Change "dirt ground" to "bare ground" in the items below, starting with the first line and going on through the line with "[[267, 220], [305, 216], [177, 235]]". Reproduce that span with everything else unchanged.

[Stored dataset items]
● ● ● ● ●

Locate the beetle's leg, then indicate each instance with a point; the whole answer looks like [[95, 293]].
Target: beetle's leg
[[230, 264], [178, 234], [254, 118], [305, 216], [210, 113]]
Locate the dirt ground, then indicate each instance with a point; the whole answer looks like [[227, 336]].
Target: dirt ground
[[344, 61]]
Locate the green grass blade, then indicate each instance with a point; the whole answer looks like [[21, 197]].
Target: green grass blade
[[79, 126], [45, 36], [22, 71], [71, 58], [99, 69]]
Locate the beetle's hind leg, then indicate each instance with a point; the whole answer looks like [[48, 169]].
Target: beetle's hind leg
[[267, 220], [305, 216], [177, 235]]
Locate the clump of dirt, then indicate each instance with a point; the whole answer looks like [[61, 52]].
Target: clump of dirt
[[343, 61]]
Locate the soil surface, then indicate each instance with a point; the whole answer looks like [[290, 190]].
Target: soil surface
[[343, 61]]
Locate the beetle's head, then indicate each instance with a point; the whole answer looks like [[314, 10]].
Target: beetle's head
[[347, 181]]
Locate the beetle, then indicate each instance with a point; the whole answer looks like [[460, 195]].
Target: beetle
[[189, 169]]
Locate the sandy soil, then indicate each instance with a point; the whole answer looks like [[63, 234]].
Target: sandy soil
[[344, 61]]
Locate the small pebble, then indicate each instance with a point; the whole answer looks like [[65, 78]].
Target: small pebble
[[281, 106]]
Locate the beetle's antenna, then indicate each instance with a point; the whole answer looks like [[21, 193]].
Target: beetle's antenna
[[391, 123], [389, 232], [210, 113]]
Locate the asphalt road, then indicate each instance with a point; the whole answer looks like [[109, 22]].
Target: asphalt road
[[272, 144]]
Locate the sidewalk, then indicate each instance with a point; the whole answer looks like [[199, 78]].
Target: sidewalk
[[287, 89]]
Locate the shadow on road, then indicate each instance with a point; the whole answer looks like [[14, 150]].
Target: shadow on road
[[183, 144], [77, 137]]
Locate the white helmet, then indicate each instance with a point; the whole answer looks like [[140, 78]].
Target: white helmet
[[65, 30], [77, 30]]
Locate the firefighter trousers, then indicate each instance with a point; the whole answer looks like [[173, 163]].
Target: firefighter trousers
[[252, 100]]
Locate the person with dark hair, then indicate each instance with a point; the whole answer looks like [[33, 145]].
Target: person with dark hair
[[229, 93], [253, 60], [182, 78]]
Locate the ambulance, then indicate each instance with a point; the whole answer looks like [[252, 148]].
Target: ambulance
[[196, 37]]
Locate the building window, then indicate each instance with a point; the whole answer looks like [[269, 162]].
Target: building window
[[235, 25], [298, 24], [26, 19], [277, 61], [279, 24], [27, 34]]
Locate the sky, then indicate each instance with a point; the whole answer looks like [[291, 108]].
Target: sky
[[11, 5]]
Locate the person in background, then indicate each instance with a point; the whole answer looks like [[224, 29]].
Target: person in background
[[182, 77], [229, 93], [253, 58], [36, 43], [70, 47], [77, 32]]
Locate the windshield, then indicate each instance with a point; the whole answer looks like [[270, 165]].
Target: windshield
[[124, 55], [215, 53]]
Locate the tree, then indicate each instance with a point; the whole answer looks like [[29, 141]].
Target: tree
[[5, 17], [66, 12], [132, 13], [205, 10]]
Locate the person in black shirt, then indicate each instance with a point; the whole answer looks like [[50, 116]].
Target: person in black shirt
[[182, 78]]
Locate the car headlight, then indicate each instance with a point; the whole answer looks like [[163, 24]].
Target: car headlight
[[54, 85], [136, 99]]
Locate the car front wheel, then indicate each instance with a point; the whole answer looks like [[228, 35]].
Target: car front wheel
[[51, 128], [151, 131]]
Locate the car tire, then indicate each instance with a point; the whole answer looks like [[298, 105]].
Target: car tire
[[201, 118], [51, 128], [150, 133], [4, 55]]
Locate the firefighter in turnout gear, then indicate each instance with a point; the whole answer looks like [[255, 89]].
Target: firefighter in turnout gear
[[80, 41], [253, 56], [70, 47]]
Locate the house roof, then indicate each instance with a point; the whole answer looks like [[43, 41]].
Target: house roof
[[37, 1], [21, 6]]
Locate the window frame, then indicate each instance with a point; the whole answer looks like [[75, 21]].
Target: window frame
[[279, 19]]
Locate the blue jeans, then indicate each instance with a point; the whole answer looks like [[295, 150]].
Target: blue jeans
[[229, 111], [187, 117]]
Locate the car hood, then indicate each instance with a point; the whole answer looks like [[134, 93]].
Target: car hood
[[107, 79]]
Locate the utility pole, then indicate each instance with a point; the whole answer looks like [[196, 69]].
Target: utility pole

● ● ● ● ●

*CORRECT OUTPUT*:
Locate the beetle's leg, then indicate each instance with a point; the whole answer looks like [[95, 293]].
Target: beetle's leg
[[230, 264], [178, 234], [254, 118], [305, 216], [210, 113]]
Locate the bare ground, then indicate each instance with a point; the whole answer looks like [[227, 336]].
Target: bare ground
[[344, 61]]
Locate the green grass blade, then indicate each instance with a point; the whole answer looks like [[21, 197]].
Target: green grass blade
[[79, 126], [45, 36], [22, 71], [71, 58], [99, 69]]
Locate the beetle's hind leg, then indicate each instance with a point; the whole answer looks like [[48, 169]].
Target: beetle's hind leg
[[267, 220], [305, 216], [177, 235]]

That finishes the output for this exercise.